Your task ::
Extract every line of the material below that contains the string "green", treating uppercase and lowercase letters as different.

───

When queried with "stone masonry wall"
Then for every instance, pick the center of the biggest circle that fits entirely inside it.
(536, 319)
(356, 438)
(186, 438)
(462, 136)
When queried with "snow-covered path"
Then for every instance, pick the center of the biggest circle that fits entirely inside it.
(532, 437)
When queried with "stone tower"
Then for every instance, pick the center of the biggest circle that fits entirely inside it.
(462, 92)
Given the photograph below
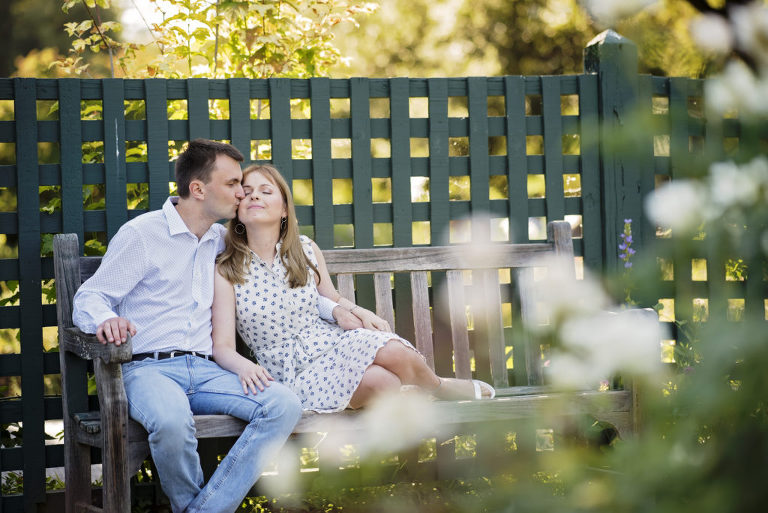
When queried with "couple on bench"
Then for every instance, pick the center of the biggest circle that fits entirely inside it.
(182, 285)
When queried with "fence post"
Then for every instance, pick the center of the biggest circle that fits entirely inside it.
(614, 59)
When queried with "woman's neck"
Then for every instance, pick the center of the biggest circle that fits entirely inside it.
(263, 242)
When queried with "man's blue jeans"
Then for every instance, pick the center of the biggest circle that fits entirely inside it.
(164, 394)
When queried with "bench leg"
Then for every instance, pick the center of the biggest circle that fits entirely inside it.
(77, 472)
(115, 456)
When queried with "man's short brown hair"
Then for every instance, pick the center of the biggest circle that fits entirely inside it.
(197, 160)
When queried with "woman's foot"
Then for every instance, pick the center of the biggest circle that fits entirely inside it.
(454, 388)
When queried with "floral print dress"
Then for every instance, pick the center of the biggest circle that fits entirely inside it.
(321, 362)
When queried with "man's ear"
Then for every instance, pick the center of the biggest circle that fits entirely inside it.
(197, 189)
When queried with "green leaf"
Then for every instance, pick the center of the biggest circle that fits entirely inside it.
(84, 25)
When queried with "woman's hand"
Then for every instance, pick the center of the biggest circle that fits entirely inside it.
(252, 376)
(345, 319)
(370, 320)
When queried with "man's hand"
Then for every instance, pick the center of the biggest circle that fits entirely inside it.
(346, 319)
(252, 377)
(115, 330)
(370, 320)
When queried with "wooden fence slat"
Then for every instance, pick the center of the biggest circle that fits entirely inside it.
(526, 350)
(439, 206)
(240, 115)
(400, 144)
(478, 157)
(71, 158)
(679, 159)
(553, 148)
(114, 155)
(402, 211)
(517, 163)
(643, 231)
(592, 223)
(157, 141)
(384, 308)
(362, 186)
(197, 108)
(439, 211)
(280, 123)
(30, 274)
(322, 168)
(422, 316)
(360, 119)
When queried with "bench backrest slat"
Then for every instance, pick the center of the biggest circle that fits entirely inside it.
(458, 319)
(345, 283)
(435, 258)
(532, 356)
(489, 323)
(422, 316)
(384, 306)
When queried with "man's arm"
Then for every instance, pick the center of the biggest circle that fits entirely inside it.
(122, 267)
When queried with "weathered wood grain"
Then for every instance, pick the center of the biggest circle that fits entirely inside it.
(384, 307)
(422, 317)
(124, 442)
(435, 258)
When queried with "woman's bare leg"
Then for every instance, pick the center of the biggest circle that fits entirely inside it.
(376, 379)
(410, 367)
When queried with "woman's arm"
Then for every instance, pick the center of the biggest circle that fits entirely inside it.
(325, 287)
(252, 376)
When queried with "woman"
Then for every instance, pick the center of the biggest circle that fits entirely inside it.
(266, 287)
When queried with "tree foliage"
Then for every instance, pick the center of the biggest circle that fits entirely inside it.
(499, 37)
(220, 39)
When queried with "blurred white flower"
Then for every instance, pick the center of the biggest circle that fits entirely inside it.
(288, 463)
(678, 205)
(738, 88)
(610, 11)
(393, 422)
(560, 294)
(597, 346)
(712, 33)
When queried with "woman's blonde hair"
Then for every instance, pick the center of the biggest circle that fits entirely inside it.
(236, 258)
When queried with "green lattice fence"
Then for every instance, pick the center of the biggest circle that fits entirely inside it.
(396, 161)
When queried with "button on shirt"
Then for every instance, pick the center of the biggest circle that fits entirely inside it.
(157, 274)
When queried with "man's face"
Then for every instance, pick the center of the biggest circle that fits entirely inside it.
(224, 191)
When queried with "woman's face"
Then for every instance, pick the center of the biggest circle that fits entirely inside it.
(263, 203)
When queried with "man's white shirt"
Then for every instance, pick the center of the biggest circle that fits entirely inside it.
(158, 275)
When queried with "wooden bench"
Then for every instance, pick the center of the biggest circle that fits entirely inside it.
(441, 334)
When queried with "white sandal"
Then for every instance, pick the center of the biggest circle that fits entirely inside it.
(479, 385)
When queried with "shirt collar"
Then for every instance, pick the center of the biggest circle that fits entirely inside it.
(176, 224)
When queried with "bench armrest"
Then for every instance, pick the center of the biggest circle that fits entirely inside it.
(88, 347)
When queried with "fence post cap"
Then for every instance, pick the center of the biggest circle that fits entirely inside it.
(610, 37)
(608, 47)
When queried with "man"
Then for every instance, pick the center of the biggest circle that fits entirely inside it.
(156, 283)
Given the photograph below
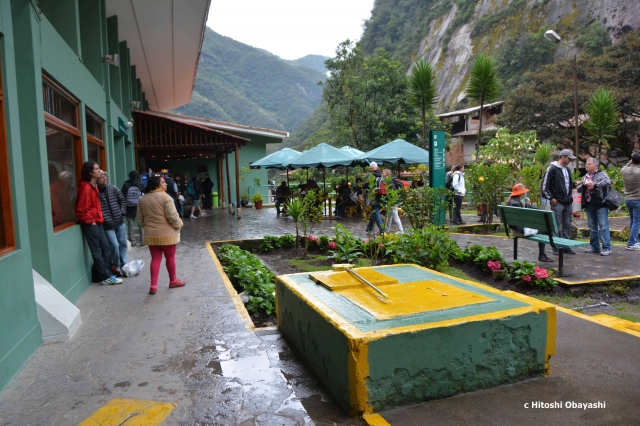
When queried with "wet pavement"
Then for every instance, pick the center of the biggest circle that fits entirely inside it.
(189, 346)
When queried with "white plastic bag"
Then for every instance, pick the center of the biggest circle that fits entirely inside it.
(133, 268)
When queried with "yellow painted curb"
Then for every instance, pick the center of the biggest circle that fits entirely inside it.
(602, 319)
(375, 420)
(237, 302)
(133, 412)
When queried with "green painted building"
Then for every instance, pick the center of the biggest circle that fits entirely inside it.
(73, 75)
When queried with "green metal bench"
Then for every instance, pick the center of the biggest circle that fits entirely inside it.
(543, 221)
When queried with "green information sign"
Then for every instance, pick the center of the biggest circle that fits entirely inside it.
(437, 170)
(437, 166)
(122, 127)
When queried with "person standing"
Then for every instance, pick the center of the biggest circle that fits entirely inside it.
(89, 214)
(392, 215)
(114, 209)
(631, 178)
(158, 216)
(376, 201)
(459, 192)
(207, 187)
(132, 191)
(196, 194)
(556, 187)
(594, 187)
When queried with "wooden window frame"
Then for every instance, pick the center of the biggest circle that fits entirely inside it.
(75, 133)
(5, 182)
(99, 142)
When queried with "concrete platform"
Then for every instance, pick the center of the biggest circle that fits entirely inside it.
(434, 336)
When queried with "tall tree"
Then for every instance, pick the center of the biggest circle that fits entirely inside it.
(604, 117)
(366, 97)
(423, 92)
(484, 85)
(545, 104)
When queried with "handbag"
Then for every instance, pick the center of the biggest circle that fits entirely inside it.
(613, 200)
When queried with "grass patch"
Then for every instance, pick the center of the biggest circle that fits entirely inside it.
(627, 317)
(455, 272)
(307, 265)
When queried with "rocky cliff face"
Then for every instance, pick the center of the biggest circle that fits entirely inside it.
(451, 57)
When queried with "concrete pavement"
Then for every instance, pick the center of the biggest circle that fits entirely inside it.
(189, 346)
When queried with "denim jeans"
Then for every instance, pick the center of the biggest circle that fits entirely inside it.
(99, 248)
(598, 219)
(375, 217)
(118, 244)
(563, 219)
(634, 215)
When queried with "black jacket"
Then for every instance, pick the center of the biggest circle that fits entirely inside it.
(113, 206)
(132, 211)
(553, 185)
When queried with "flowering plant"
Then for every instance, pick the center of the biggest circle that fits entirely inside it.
(532, 274)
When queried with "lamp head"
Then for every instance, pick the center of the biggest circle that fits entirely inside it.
(552, 36)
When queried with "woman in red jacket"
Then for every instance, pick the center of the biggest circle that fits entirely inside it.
(89, 214)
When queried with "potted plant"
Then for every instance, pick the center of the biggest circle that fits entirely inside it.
(257, 200)
(244, 199)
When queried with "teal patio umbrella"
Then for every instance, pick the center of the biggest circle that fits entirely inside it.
(275, 160)
(397, 152)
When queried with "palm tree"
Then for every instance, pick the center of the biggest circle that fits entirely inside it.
(484, 85)
(604, 117)
(423, 91)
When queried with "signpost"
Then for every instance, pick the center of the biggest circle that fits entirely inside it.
(437, 169)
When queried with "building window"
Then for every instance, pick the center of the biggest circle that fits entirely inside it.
(7, 239)
(95, 139)
(64, 152)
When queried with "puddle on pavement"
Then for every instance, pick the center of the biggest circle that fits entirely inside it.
(252, 369)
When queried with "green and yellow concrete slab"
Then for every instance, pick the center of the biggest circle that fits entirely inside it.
(435, 335)
(130, 412)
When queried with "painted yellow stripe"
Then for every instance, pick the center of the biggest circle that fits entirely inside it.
(375, 420)
(237, 302)
(132, 412)
(603, 319)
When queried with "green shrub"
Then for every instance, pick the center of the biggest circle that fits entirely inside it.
(247, 273)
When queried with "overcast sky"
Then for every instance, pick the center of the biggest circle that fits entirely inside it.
(290, 29)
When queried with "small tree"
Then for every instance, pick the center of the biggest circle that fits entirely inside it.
(423, 91)
(604, 118)
(484, 85)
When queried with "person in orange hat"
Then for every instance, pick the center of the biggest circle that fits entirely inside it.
(518, 198)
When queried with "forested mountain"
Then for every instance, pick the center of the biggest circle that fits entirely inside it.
(449, 33)
(244, 85)
(315, 62)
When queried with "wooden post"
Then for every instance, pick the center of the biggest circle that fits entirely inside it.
(238, 206)
(229, 183)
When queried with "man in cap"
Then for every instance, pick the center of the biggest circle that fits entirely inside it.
(556, 187)
(376, 198)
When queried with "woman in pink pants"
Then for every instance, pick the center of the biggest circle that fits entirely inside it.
(158, 217)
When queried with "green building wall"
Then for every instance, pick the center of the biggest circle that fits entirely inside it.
(66, 41)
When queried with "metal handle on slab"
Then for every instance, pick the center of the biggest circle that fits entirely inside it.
(352, 272)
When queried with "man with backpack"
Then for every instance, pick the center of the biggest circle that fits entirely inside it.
(132, 191)
(195, 192)
(392, 213)
(379, 191)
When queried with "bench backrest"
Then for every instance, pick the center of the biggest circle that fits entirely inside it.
(542, 220)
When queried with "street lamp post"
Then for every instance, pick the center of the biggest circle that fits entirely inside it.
(555, 38)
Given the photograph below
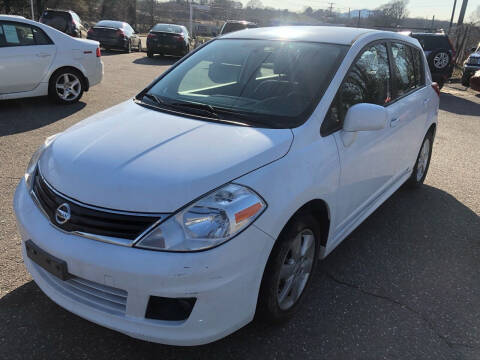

───

Output for this task ::
When queried with "green leaf"
When queried with "green lattice fence"
When queried with "green painted building"
When queried with "green metal bench"
When queried with "green information sign"
When queried with "green and yellow concrete slab"
When queried with "green shrub"
When queried with "green building wall"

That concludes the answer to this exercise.